#### WHAT THIS TASK INVOLVES:
Reproduce each entry exactly as written.

#### Point localization data:
------------------------------------------------

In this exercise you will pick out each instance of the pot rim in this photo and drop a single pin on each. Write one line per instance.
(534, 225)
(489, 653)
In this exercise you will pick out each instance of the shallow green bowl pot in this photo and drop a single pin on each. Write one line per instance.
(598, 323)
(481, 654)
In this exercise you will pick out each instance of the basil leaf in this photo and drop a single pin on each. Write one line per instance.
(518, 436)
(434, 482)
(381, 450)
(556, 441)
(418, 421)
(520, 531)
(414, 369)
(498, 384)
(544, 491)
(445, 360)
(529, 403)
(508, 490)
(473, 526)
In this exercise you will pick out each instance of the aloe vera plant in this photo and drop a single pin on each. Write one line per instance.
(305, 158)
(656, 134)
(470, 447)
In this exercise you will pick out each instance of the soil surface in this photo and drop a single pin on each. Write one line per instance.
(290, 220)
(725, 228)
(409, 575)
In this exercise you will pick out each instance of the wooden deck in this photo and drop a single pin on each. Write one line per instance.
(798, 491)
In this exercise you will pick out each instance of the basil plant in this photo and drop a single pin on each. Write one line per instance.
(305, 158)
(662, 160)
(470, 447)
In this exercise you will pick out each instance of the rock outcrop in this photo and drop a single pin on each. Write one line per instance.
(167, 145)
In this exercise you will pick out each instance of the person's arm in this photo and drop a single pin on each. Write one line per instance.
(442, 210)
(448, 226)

------------------------------------------------

#### ANSWER TO THE EXERCISE:
In this exercise you will pick out each instance of the pot rim in this photo and drop a single pin on each. Write one line per instance.
(534, 225)
(489, 653)
In this exercise you will pick out each instance of the shallow green bowl pot in this photo and drop a single pin on each. Write one line per instance.
(598, 323)
(481, 654)
In this exercise you will pick out each instance of the basil leaf in this photo and drop a single pin on each. Write one line per instance.
(518, 436)
(434, 482)
(381, 450)
(556, 441)
(418, 421)
(520, 531)
(414, 369)
(498, 384)
(544, 491)
(445, 360)
(529, 403)
(508, 490)
(473, 526)
In this exercise you will pick out each instance of the aloe vera plant in this photo and drop a single pin on each. Write one line per instance.
(305, 158)
(656, 134)
(470, 447)
In this exercise you will pick out each instance of the soil surface in this photo and drop a single pin on each. Write one line per instance.
(290, 220)
(725, 228)
(409, 575)
In this exercise you will pick out each instance of the wooden deck in this photo and drop a single pin on each. Write one line per instance.
(798, 491)
In this exercise you will pick out each instance of the basil plant in this photo and drop a single pin on each. Write one line per instance.
(305, 158)
(662, 160)
(470, 447)
In this exercise you will pick out each instance of the rock outcrop in this photo and drop a single pin on each. Write one line per instance.
(167, 145)
In this exercise you will pick out each instance of the person's arm in this photo and drop a single pin on each. Write one line per instance.
(442, 210)
(448, 226)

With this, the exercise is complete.